▸ **Work required**
Quote the listing below in its entirety.
<<<<
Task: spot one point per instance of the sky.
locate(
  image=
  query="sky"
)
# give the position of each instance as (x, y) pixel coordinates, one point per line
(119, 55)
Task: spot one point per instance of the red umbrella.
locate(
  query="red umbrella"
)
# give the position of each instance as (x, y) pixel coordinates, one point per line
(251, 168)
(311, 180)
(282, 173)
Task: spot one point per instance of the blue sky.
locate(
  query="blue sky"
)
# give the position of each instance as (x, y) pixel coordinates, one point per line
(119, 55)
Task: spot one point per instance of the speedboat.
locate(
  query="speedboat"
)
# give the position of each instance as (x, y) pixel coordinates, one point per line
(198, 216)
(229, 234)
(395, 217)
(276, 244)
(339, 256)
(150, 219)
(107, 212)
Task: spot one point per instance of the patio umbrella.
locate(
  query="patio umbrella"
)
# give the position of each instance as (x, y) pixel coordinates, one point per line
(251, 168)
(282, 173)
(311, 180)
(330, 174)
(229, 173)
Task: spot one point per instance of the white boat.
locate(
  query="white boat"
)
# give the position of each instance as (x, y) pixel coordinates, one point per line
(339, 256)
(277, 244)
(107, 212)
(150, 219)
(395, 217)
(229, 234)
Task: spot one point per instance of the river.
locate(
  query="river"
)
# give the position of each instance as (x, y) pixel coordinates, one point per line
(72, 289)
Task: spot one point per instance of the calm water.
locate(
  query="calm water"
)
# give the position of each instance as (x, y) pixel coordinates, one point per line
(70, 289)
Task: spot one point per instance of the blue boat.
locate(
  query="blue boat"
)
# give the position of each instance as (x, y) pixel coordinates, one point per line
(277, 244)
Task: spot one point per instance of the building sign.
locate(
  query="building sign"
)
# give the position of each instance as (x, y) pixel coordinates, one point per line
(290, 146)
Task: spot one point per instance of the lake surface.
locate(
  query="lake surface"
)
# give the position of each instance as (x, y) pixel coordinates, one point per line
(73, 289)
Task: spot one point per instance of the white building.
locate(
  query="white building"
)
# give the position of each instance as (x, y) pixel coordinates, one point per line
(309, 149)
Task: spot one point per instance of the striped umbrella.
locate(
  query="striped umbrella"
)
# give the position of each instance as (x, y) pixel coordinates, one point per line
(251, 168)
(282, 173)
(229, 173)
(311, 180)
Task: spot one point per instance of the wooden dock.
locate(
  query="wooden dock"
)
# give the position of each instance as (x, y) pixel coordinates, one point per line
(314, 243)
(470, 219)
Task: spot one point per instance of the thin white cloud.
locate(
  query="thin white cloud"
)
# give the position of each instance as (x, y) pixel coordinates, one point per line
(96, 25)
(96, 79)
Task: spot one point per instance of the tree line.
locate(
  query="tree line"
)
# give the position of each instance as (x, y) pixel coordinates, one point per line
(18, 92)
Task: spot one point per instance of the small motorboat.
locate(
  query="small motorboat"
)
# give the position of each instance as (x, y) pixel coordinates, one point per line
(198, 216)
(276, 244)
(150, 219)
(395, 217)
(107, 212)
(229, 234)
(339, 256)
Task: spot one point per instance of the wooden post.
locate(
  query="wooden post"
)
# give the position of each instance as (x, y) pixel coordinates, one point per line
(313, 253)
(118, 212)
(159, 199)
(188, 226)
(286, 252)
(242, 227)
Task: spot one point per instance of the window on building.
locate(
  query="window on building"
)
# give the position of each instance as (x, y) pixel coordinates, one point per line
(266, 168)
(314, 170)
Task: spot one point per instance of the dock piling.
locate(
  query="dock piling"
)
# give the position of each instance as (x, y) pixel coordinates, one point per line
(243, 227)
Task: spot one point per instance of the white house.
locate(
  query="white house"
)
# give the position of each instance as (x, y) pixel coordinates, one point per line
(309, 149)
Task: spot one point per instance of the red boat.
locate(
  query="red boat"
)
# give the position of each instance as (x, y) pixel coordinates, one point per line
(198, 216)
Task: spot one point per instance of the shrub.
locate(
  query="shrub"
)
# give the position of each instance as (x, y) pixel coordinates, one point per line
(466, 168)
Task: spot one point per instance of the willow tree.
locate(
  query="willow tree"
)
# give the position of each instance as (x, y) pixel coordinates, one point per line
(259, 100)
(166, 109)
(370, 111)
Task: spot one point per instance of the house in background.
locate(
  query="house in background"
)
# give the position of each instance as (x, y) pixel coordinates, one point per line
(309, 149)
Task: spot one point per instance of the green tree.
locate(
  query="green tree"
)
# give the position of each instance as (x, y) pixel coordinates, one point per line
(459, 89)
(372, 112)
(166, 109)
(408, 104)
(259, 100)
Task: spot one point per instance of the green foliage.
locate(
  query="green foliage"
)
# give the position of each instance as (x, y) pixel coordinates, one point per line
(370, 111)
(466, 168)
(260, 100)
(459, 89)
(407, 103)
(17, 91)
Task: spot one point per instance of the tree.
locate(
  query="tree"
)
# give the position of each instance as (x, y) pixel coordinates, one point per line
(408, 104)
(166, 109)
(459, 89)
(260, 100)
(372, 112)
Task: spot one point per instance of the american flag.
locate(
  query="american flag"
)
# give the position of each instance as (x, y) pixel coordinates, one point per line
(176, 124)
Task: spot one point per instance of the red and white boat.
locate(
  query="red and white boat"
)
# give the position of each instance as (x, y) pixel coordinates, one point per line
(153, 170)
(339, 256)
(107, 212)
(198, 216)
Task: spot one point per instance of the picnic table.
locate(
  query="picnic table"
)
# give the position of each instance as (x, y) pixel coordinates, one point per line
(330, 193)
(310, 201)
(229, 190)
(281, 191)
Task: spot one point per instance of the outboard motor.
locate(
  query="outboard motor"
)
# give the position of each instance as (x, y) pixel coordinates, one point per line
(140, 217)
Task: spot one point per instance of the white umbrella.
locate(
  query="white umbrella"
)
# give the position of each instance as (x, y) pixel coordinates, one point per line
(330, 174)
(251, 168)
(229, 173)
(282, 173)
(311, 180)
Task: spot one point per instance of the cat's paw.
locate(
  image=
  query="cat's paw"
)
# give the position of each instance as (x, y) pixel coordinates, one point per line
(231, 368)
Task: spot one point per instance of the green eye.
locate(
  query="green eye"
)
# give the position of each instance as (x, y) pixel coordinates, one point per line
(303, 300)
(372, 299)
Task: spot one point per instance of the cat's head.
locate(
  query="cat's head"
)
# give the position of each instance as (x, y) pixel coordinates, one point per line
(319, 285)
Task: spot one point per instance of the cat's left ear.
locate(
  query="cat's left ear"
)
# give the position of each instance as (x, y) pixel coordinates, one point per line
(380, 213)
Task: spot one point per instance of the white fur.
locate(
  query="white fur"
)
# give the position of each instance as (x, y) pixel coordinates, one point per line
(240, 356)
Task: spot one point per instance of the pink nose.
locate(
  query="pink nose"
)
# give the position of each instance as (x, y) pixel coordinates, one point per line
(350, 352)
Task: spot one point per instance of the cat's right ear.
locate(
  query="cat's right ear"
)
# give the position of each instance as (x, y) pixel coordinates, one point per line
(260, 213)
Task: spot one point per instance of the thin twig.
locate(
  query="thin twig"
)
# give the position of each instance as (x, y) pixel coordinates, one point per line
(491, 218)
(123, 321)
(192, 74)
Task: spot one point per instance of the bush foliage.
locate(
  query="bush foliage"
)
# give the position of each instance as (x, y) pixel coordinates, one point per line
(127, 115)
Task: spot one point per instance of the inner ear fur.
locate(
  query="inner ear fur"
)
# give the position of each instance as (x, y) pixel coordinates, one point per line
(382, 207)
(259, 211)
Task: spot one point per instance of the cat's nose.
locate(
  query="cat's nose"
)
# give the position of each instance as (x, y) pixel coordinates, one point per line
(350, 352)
>>>>
▸ **Correct answer**
Task: spot one point per instance of the sky.
locate(
  image=
  query="sky"
)
# give the position of each instance as (x, y) pixel coordinates, one point per line
(119, 55)
Task: spot one point per instance of the red umbrella.
locate(
  query="red umbrella"
)
# give the position of each instance as (x, y) pixel coordinates, one point per line
(251, 168)
(311, 180)
(282, 173)
Task: spot one point per instance of the blue sky.
locate(
  query="blue sky"
)
# give the position of each instance as (x, y) pixel coordinates, one point per line
(119, 55)
Task: spot one point per instance of the speedboat.
locate(
  query="speedboat"
)
# give the position of each instance as (x, y) pixel coordinates, one point per line
(198, 216)
(229, 234)
(395, 217)
(276, 244)
(339, 256)
(150, 219)
(107, 212)
Task: spot one point per instance of the patio umbrella.
locate(
  query="patio umbrella"
)
# give the position of each instance as (x, y) pixel coordinates, one point per line
(251, 168)
(282, 173)
(311, 180)
(330, 174)
(229, 173)
Task: spot one point per instance of the white boat.
locate(
  query="white boat"
)
# give the position of each instance as (x, y) pixel coordinates, one point per line
(339, 256)
(277, 244)
(107, 212)
(150, 219)
(395, 217)
(229, 234)
Task: spot one point per instance of the river.
locate(
  query="river"
)
# give the position of each instance as (x, y) pixel coordinates, one point per line
(72, 289)
Task: spot one point per instance of the calm water.
locate(
  query="calm water"
)
# give the position of each instance as (x, y) pixel coordinates, one point per line
(70, 289)
Task: spot one point per instance of the blue boat.
locate(
  query="blue boat"
)
# give the position of each instance as (x, y) pixel coordinates, one point per line
(277, 244)
Task: spot one point per instance of the building sign.
locate(
  query="building sign"
)
# give the position of each instance as (x, y) pixel coordinates, one point per line
(290, 146)
Task: spot one point per instance of the lake surface.
locate(
  query="lake surface"
)
# give the position of each instance as (x, y) pixel coordinates, one point per line
(73, 289)
Task: spot one point per instance of the white building.
locate(
  query="white building"
)
# give the position of each instance as (x, y) pixel coordinates, one point per line
(309, 149)
Task: spot one point per instance of the striped umbrella.
locate(
  query="striped umbrella"
)
# give the position of each instance as (x, y) pixel coordinates, one point per line
(251, 168)
(282, 173)
(229, 173)
(311, 180)
Task: spot one point per instance of the wooden dock.
locate(
  query="wooden dock"
)
# give the position of each instance as (x, y) pixel coordinates, one point per line
(314, 243)
(470, 219)
Task: spot one point per instance of the thin white cloud.
locate(
  query="thin white cloud"
)
# give the position of each instance as (x, y) pixel coordinates, one point per line
(96, 25)
(96, 79)
Task: spot one point per instance of the tree line.
locate(
  query="tree line"
)
# give the position of each instance as (x, y) pixel coordinates, one point per line
(18, 92)
Task: spot one point per instance of the small motorboat.
locate(
  query="small motorboat"
)
# give the position of each instance as (x, y) pixel coordinates, one point per line
(198, 216)
(276, 244)
(150, 219)
(395, 217)
(107, 212)
(229, 234)
(339, 256)
Task: spot one point per instance of the wooden post.
locate(
  query="wooden post"
)
# give the position of each instance as (x, y) pixel coordinates, one point per line
(313, 253)
(118, 212)
(159, 199)
(188, 226)
(286, 252)
(242, 227)
Task: spot one point per instance of the window on building.
locate(
  query="window on building"
)
# give the position of each instance as (x, y) pixel coordinates, one point per line
(266, 168)
(314, 170)
Task: spot one point per instance of the dock piling.
locate(
  query="dock piling"
)
# give the position of each instance as (x, y) pixel coordinates, one point per line
(243, 227)
Task: spot one point per instance of the white house.
locate(
  query="white house"
)
# give the position of each instance as (x, y) pixel coordinates, one point per line
(309, 149)
Task: spot one point per instance of the red boat.
locate(
  query="red boat"
)
# give the position of each instance as (x, y) pixel coordinates, one point per line
(198, 216)
Task: spot one point per instance of the shrub.
locate(
  query="shrub"
)
# give the position of each instance as (x, y) pixel coordinates, one point per line
(466, 168)
Task: spot one point per instance of the willow tree.
locate(
  query="willow tree"
)
# give the position of each instance as (x, y) pixel coordinates, one point per line
(259, 100)
(166, 109)
(370, 111)
Task: spot one point per instance of the house in background.
locate(
  query="house in background"
)
# give the position of each instance as (x, y) pixel coordinates, one point per line
(309, 149)
Task: spot one point per instance of the green tree.
locate(
  query="green tree"
)
# give the position of each instance as (x, y) pixel coordinates, one point per line
(459, 89)
(372, 112)
(166, 109)
(408, 104)
(259, 100)
Task: spot one point per instance of the green foliage.
locate(
  query="green foliage"
)
# give the position of each instance as (x, y) pixel coordinates, one point per line
(370, 111)
(466, 168)
(260, 100)
(459, 89)
(407, 103)
(17, 91)
Task: spot one point per instance of the tree.
locate(
  query="tree"
)
# give the position of each instance as (x, y) pixel coordinates, one point per line
(408, 104)
(166, 109)
(459, 89)
(260, 100)
(372, 112)
Task: spot one point per instance of the american flag.
locate(
  query="american flag"
)
# give the position of each instance as (x, y) pixel coordinates, one point per line
(176, 124)
Task: spot one point per instance of the red and white boat.
locate(
  query="red and white boat"
)
# give the position of each instance as (x, y) pixel coordinates, one point per line
(153, 170)
(339, 256)
(107, 212)
(198, 216)
Task: spot one point per instance of the picnic table.
locate(
  query="picnic table"
)
# give the position of each instance as (x, y) pixel coordinates, one point per line
(330, 193)
(310, 201)
(229, 190)
(281, 191)
Task: spot one point per instance of the outboard motor.
locate(
  query="outboard motor"
)
# give the position of each instance as (x, y) pixel coordinates, one point per line
(140, 217)
Task: spot one point per instance of the white umbrella.
locate(
  query="white umbrella"
)
# give the position of each instance as (x, y) pixel coordinates, one point per line
(330, 174)
(251, 168)
(229, 173)
(282, 173)
(311, 180)
Task: spot one point per instance of the cat's paw.
locate(
  image=
  query="cat's paw"
)
# give the position of each instance as (x, y) pixel coordinates, one point per line
(231, 368)
Task: spot one point per instance of the green eye.
locate(
  query="green eye"
)
# give the position of each instance as (x, y) pixel coordinates, one point per line
(303, 300)
(372, 299)
Task: spot one point per instance of the cat's head.
locate(
  query="cat's head"
)
# give the position of each instance as (x, y) pixel coordinates, one point per line
(319, 285)
Task: spot one point per instance of the cat's left ear.
locate(
  query="cat's left ear"
)
# give the position of each instance as (x, y) pixel coordinates, one point per line
(380, 213)
Task: spot one point per instance of the white fur.
locate(
  query="white fur"
)
# give the position of each instance as (x, y) pixel coordinates, one point per line
(240, 356)
Task: spot one point per instance of the pink nose.
locate(
  query="pink nose"
)
# give the position of each instance as (x, y) pixel coordinates, one point per line
(350, 352)
Task: spot one point per instance of the cat's right ear.
locate(
  query="cat's right ear"
)
# give the position of each instance as (x, y) pixel coordinates, one point per line
(260, 213)
Task: spot one point per instance of the thin twig.
locate(
  query="thin twig"
)
# give the position of each instance as (x, y) pixel coordinates, one point per line
(491, 218)
(123, 321)
(192, 74)
Task: spot one point per instance of the bush foliage.
locate(
  query="bush foliage"
)
# give the position of each instance as (x, y) pixel coordinates, one point per line
(127, 115)
Task: spot one point per instance of the inner ear fur.
locate(
  query="inner ear fur"
)
# give the position of each instance as (x, y) pixel coordinates, one point per line
(382, 207)
(259, 211)
Task: spot one point per instance of the cat's nose.
locate(
  query="cat's nose"
)
# give the position of each instance as (x, y) pixel coordinates, one point per line
(350, 352)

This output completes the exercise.